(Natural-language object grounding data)
'''

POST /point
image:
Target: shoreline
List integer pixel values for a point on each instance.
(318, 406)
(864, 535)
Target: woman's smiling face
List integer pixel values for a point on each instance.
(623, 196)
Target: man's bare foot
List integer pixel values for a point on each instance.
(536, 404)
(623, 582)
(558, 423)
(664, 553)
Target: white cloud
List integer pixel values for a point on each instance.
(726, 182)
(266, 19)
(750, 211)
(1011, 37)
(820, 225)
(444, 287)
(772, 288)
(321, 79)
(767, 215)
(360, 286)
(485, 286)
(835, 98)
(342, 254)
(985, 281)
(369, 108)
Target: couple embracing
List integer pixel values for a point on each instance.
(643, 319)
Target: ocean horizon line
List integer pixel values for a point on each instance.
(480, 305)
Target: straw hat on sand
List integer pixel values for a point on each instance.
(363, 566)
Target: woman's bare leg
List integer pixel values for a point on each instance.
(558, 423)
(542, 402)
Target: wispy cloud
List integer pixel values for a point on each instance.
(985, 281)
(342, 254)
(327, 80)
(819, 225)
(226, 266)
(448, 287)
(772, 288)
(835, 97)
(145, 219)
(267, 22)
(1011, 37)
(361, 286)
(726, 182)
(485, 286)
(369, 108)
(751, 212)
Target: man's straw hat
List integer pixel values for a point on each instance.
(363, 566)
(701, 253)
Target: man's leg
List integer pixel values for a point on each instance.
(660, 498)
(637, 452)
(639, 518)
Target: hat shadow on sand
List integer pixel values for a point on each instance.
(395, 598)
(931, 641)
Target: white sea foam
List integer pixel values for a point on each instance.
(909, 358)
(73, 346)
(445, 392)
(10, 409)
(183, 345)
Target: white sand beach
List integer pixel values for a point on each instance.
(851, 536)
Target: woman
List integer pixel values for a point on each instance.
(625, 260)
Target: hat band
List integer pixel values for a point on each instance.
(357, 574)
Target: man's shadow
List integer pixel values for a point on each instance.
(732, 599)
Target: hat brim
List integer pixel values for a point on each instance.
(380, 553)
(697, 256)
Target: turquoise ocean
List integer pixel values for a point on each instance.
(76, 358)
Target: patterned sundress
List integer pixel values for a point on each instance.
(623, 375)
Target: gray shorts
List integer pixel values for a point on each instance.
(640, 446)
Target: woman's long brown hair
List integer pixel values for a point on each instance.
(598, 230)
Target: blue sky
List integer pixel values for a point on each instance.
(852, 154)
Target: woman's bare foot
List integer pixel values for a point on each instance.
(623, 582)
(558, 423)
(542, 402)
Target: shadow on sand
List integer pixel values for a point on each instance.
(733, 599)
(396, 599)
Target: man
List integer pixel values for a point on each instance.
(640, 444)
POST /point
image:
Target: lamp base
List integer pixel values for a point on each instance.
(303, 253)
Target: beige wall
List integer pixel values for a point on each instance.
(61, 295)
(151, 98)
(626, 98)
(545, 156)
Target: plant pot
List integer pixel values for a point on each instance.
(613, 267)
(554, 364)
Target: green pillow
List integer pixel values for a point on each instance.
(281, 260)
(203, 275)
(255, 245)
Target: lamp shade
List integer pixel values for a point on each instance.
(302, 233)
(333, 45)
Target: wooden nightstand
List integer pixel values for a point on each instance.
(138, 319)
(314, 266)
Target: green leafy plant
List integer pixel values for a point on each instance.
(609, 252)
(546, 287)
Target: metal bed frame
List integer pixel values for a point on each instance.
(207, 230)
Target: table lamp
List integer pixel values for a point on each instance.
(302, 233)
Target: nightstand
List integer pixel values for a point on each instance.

'''

## What you will do
Go through the data and count each line that has the word "lamp", then give the total alone.

## Solution
3